Pouvez-vous prolonger la décision du Comité contre la torture concernant l'expulsion de T. I. vers l'Ouzbékistan en reprenant après sa dernière phrase ?
╭─ Texte de l'exercice
Quarante-cinquième session

1er-19 novembre 2010

Décision

Communication no 333/2007

Présentée par:

T. I.

Au nom de:

T. I.

État partie:

Canada

Date de la requête:

15 septembre 2007 (lettre initiale)

Date de la présente décision:

15 novembre 2010

Objet:

Expulsion du requérant vers l’Ouzbékistan

Questions de procédure:

Interdiction du refoulement

Questions de fond:

Épuisement des recours internes; griefs insuffisamment étayés

Articles de la Convention:

1, 3, 22 (par. 2 et 5 b))

[Annexe]

Annexe

Décision du Comité contre la torture au titre de l’article 22de la Convention contre la torture et autres peines ou traitements cruels, inhumains ou dégradants (quarante-cinquième session)

concernant la

Communication no 333/2007

Présentée par:

T. I.

Au nom de:

T. I.

État partie:

Canada

Date de la requête:

15 septembre 2007 (lettre initiale)

Le Comité contre la torture, institué en vertu de l’article 17 de la Convention contre la torture et autres peines ou traitements cruels, inhumains ou dégradants,

Réuni le 15 novembre 2010,

Ayant achevé l’examen de la requête no 333/2007 présentée par M. T. I. en vertu de l’article 22 de la Convention contre la torture et autres peines ou traitements cruels, inhumains ou dégradants,

Ayant tenu compte de toutes les informations qui lui ont été communiquées par le requérant, son conseil et l’État partie,

Adopte ce qui suit:

Décision au titre du paragraphe 7 de l’article 22 de la Convention contre la torture

1.Le requérant est M. T. I., de nationalité ouzbèke, qui est actuellement en attente d’expulsion du Canada. Il affirme que son renvoi en Ouzbékistan constituerait une violation par le Canada des articles 1er et 3 de la Convention contre la torture et autres peines ou traitements cruels, inhumains ou dégradants. Il n’est pas représenté par un conseil.

Exposé des faits

2.1Né en 1962 en Ouzbékistan, le requérant appartient à l’ethnie tatare. Il a étudié en russe et ne parle pas l’ouzbek. Il aurait été contraint de quitter son emploi d’avocat en 1991 parce qu’il était Tatar et que seuls les Ouzbeks pouvaient occuper des fonctions judiciaires. En 1992, il a créé sa propre entreprise, qui aurait également échoué en raison de ses origines tatares.

2.2En 1995, le requérant a commencé à travailler pour une société de commerce opérant à Doubaï. La même année, alors qu’il était à Doubaï en voyage d’affaires, il a reçu un appel téléphonique de sa mère, qui l’a informé que son père avait été arrêté par les services de sécurité ouzbeks en raison de ses liens avec les milieux tatars et de son amitié avec un célèbre écrivain ouïgour.
╰─
╭─ Informations présentées
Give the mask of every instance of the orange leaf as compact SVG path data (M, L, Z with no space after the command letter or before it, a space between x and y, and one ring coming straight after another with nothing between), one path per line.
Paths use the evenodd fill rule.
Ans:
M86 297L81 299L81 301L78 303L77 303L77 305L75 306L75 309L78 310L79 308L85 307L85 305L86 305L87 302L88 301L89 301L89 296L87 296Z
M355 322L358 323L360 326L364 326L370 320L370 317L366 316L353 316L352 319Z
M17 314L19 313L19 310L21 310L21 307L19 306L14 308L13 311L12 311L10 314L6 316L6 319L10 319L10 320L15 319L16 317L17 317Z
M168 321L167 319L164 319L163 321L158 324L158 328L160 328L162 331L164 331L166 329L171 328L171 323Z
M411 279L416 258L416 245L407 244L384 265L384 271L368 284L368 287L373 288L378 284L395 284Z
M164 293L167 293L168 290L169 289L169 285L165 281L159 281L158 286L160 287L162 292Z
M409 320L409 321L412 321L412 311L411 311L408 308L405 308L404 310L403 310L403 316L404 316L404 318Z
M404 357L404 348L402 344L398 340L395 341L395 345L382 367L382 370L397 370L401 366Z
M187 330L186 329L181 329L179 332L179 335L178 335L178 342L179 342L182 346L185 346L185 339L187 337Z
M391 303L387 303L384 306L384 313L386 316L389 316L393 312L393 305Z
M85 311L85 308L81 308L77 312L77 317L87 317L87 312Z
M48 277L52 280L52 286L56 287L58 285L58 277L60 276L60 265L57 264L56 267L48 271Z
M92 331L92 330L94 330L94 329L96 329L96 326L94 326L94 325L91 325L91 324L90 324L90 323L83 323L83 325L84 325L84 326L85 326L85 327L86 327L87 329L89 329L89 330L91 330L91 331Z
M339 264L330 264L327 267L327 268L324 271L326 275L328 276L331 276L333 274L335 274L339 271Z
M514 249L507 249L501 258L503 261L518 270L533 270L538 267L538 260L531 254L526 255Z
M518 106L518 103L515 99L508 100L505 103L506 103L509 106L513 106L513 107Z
╰─
§ Réponse à l'exercice:
2.3Après son retour en Ouzbékistan, peu de temps après l’arrestation de son père, le requérant aurait été arrêté, interrogé au sujet des activités de son père et soumis à des actes de torture (passage à tabac, coups de pied, aiguilles enfoncées sous les ongles, privation de sommeil et d’eau, isolement cellulaire, exposition continue à la lumière et administration de substances psychotropes). Il affirme qu’il avait du sang dans les urines et dans les poumons. Il serait resté en détention environ un mois. Après sa remise en liberté, il a fui avec sa femme et sa fille aux Émirats arabes unis. En 1998, sa mère l’a informé que son père était mort en prison. Bien que les autorités aient invoqué des «causes naturelles», le requérant et sa famille sont convaincus que le décès a été causé par des actes de torture.

2.4En novembre 2000, une personne qui s’est présentée comme un agent du Ministère de l’intérieur ouzbek a abordé le requérant près de son domicile à Doubaï et lui a dit qu’il était recherché en Ouzbékistan. Lorsque le requérant lui a répondu qu’il ne rentrerait pas dans son pays, cette personne l’a menacé, affirmant qu’il y avait des moyens de le contraindre à retourner en Ouzbékistan par exemple en lui créant des problèmes de visa. Comme suite à cet incident, en décembre 2000, le requérant a quitté Doubaï pour l’Allemagne, où il a présenté une demande d’asile sous un faux nom pour des raisons de sécurité. Sa demande a été rejetée. Il s’est ensuite rendu en Norvège, où il a demandé le statut de réfugié, également sous un faux nom. Il a de nouveau été débouté.

2.5En septembre 2001, le requérant est entré au Canada comme passager clandestin sur un navire islandais. Le 15 septembre 2001, il a demandé l’asile au Canada. Le 7 novembre 2002, la Commission de l’immigration et du statut de réfugié du Canada a rejeté sa demande au motif qu’il n’avait pas présenté d’éléments crédibles et fiables permettant d’établir que sa vie serait en danger ou qu’il courrait un risque sérieux d’être soumis à la torture s’il retournait en Ouzbékistan. La Commission a également soulevé la question de l’identité du requérant et a estimé qu’il était peu plausible qu’il soit persécuté en raison de son appartenance à l’ethnie tatare. Le requérant a interjeté appel auprès de la Cour fédérale, qui a rejeté sa demande d’autorisation de contrôle juridictionnel le 24 février 2003.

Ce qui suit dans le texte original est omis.